## start

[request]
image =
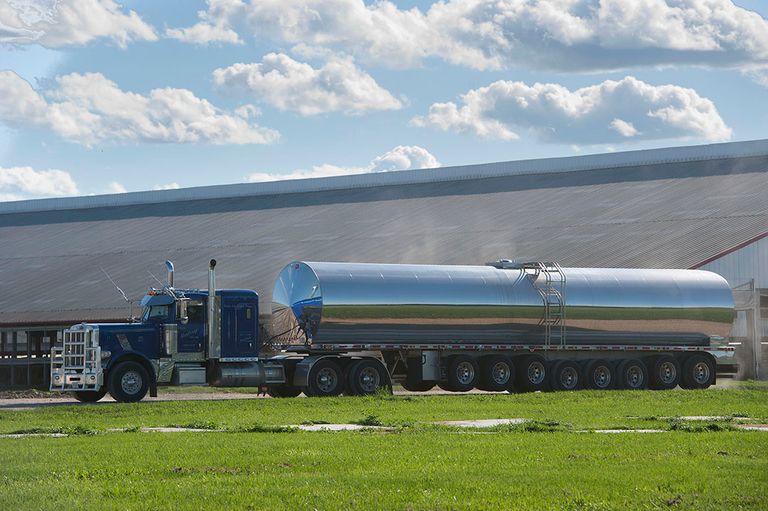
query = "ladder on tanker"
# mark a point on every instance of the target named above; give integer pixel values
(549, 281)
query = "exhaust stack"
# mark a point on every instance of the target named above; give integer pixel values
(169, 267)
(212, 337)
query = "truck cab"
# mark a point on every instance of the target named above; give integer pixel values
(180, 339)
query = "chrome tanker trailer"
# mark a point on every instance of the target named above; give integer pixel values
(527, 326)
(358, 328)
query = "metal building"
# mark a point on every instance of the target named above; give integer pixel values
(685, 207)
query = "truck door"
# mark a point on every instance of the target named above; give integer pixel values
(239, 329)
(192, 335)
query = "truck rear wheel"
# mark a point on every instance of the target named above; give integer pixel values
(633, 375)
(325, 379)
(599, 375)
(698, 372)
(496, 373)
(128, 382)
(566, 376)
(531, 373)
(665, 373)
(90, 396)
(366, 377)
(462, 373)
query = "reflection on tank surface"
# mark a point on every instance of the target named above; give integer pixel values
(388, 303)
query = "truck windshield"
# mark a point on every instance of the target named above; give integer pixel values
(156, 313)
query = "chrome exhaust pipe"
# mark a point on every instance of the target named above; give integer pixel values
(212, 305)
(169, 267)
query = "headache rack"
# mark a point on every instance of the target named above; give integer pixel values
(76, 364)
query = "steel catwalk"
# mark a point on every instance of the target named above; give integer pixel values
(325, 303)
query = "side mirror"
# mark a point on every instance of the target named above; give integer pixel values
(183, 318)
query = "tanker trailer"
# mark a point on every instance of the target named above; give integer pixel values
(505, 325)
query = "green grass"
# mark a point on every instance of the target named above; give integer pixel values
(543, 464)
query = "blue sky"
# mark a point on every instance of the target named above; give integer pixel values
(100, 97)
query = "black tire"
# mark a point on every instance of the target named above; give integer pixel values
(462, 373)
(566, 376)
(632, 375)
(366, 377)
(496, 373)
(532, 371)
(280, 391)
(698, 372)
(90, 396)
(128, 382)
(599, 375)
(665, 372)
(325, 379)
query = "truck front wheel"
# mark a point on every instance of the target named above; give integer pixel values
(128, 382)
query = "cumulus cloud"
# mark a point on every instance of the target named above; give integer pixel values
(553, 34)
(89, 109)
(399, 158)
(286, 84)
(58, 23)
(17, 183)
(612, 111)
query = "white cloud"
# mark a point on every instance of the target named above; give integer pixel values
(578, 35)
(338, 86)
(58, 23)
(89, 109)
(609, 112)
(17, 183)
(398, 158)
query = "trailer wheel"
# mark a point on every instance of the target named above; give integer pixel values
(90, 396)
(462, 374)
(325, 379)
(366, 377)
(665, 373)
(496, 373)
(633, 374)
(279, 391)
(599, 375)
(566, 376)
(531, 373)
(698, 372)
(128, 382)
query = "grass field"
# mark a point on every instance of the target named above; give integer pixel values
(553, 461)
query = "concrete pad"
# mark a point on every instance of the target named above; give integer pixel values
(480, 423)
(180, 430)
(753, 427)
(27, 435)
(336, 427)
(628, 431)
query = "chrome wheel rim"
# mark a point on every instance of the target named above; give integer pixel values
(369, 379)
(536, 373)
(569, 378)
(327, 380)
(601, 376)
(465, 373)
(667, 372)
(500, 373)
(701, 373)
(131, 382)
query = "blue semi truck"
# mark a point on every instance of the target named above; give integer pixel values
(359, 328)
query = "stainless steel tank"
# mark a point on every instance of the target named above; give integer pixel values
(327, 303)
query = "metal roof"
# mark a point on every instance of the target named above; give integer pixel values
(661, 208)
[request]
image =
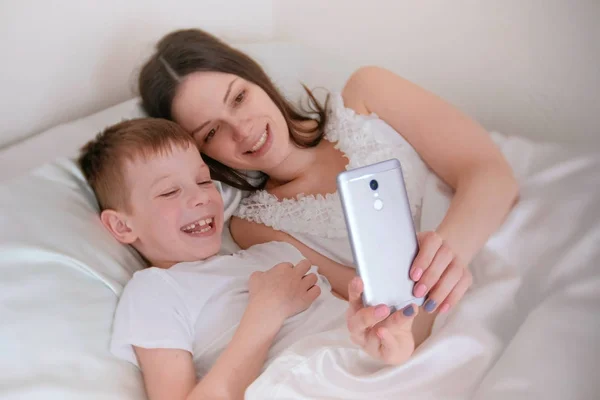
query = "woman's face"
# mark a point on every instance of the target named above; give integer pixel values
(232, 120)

## end

=== Task directions ===
Skip the pictures, then retype every line above exactly.

=== Response to the task ===
[request]
image =
query = "ladder on tanker"
# mark a point on every instance of the target named above; give integer pixel values
(549, 281)
query = "exhaust stack"
# mark a point on every instance of the target named above; give integer pixel values
(169, 267)
(212, 337)
query = "truck cab"
# mark a point on every instance of the target named above; give integer pixel values
(180, 339)
query = "chrome tanker trailer"
# mark a point on every instance of the target named above; give integer pixel values
(527, 326)
(358, 328)
query = "metal building"
# mark a point on every instance of the target named above; give integer pixel values
(685, 207)
query = "truck door"
# mark a point on every instance of the target named above; give integer pixel values
(239, 329)
(192, 335)
query = "truck rear wheel"
# mark a point on every instance of the target named above; give integer pixel values
(633, 375)
(325, 379)
(599, 375)
(698, 372)
(496, 373)
(128, 382)
(566, 376)
(531, 373)
(665, 373)
(90, 396)
(366, 377)
(462, 373)
query = "reflection on tank surface"
# mark a point on every instance of the target named above; give integer pixel values
(388, 303)
query = "truck windshield"
# mark a point on every instance of the target named above; give integer pixel values
(156, 313)
query = "chrome exhaust pipe"
# mark a point on every instance of the target named above; give integer pixel values
(212, 305)
(169, 267)
query = "headache rack"
# mark a point on every instance of the target named above; give integer pixel values
(76, 364)
query = "steel catwalk"
# mark a point on every instance of the target named above; give integer pixel values
(325, 303)
query = "side mirror"
# mark a point on every instance of the target named above; give integer pixel values
(183, 318)
query = "tanker trailer"
# mark a point on every instance of the target named above; give integer pixel values
(505, 325)
query = "green grass"
# mark a point on every instance of the target named above; give integer pixel values
(543, 464)
query = "blue sky"
# mark a point on every instance of the target named above; give integer pixel values
(100, 97)
query = "black tire"
# mark a point on every instance of the target named above; give integer pixel values
(462, 373)
(566, 376)
(632, 375)
(366, 377)
(496, 373)
(532, 371)
(280, 391)
(698, 372)
(90, 396)
(128, 382)
(599, 375)
(665, 372)
(325, 379)
query = "truck front wheel"
# mark a point on every instance of the target named above; give integer pixel values
(128, 382)
query = "cumulus cloud"
# mark a point on every instance of the target named above; give integer pixel values
(553, 34)
(89, 109)
(399, 158)
(286, 84)
(58, 23)
(17, 183)
(612, 111)
query = "white cloud"
# mark a point on every instance of the target named above; give integer pixel values
(578, 35)
(338, 86)
(58, 23)
(89, 109)
(609, 112)
(17, 183)
(398, 158)
query = "trailer wheel"
# mark a point on every instance of the target named above; give integer pixel values
(90, 396)
(462, 374)
(325, 379)
(366, 377)
(665, 373)
(496, 373)
(633, 374)
(279, 391)
(599, 375)
(566, 376)
(531, 373)
(698, 372)
(128, 382)
query = "grass field"
# mark a point on every instance of the target named above; give integer pixel values
(553, 461)
query = "concrete pad"
# mark a point on every instance of the target named above; give integer pixel values
(480, 423)
(180, 430)
(753, 427)
(27, 435)
(336, 427)
(628, 431)
query = "chrome wheel rim"
# mark a point on every instance of the target named above; give integer pixel values
(369, 379)
(536, 373)
(569, 378)
(327, 380)
(601, 376)
(465, 373)
(667, 372)
(500, 373)
(701, 373)
(131, 382)
query = "blue semi truck"
# mark a point on every instance of the target named above; give integer pixel values
(359, 328)
query = "stainless steel tank"
# mark a point on every instance of the target named above; give integer pixel values
(327, 303)
query = "metal roof"
# mark a point on every instance of the target named above; give integer pixel values
(661, 208)
[request]
image =
query = "woman's face"
# mark a point on every instance of the target named above; give integer pixel values
(232, 120)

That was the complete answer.